#### Task requirements
How many lines in the listing below contain the word "road"? Reply with the number alone.
──────
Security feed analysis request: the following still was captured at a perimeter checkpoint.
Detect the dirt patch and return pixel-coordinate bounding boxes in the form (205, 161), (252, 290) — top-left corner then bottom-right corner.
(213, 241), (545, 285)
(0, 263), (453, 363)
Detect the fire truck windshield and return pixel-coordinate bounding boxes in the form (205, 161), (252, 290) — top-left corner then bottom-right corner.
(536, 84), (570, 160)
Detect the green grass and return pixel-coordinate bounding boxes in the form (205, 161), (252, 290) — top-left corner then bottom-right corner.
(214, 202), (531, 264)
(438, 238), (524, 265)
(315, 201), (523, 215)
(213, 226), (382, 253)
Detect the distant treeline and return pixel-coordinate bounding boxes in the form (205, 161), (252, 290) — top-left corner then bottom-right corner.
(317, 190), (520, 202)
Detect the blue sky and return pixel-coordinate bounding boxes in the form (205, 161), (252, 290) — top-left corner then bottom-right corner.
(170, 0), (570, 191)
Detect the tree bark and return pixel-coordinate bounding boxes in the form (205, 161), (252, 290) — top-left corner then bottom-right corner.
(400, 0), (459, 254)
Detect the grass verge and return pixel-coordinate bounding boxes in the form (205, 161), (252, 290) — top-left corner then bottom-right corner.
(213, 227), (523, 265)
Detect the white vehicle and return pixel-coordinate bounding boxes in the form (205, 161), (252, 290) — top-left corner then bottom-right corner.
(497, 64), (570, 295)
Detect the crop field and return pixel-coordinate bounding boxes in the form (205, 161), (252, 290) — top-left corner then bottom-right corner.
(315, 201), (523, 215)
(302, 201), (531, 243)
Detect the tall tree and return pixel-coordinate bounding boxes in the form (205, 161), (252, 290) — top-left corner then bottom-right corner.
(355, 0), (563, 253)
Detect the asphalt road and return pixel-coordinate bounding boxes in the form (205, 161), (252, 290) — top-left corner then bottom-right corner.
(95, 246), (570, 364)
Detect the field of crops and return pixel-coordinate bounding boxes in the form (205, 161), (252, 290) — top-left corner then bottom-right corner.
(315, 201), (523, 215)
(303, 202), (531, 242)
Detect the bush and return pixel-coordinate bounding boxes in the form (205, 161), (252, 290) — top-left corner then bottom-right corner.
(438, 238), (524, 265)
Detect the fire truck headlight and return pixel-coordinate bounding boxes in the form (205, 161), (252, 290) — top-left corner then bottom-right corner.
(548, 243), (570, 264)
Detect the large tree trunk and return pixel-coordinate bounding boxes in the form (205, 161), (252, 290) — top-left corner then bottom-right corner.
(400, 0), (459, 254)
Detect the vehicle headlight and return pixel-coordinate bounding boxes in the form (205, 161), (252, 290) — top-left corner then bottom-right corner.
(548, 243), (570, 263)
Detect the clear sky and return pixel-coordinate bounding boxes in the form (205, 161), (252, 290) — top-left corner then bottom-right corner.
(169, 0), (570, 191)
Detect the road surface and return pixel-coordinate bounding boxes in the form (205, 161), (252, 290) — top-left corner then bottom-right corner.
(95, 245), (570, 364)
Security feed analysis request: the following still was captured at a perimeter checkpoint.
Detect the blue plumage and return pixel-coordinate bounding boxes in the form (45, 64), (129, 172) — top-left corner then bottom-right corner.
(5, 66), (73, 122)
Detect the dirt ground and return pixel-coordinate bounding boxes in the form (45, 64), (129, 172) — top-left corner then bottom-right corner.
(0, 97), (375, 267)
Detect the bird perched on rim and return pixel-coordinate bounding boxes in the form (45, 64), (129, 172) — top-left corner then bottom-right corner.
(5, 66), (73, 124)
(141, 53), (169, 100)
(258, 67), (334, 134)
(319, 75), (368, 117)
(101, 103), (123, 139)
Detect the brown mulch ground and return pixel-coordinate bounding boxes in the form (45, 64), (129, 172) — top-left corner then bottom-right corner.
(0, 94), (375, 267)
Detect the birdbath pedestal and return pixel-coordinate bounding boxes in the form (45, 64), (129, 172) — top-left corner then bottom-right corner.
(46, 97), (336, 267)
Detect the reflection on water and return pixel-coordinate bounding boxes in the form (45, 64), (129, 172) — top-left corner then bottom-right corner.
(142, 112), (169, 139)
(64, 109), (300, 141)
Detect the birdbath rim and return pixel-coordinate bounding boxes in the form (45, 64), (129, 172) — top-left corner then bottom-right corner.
──────
#### Output of the exercise
2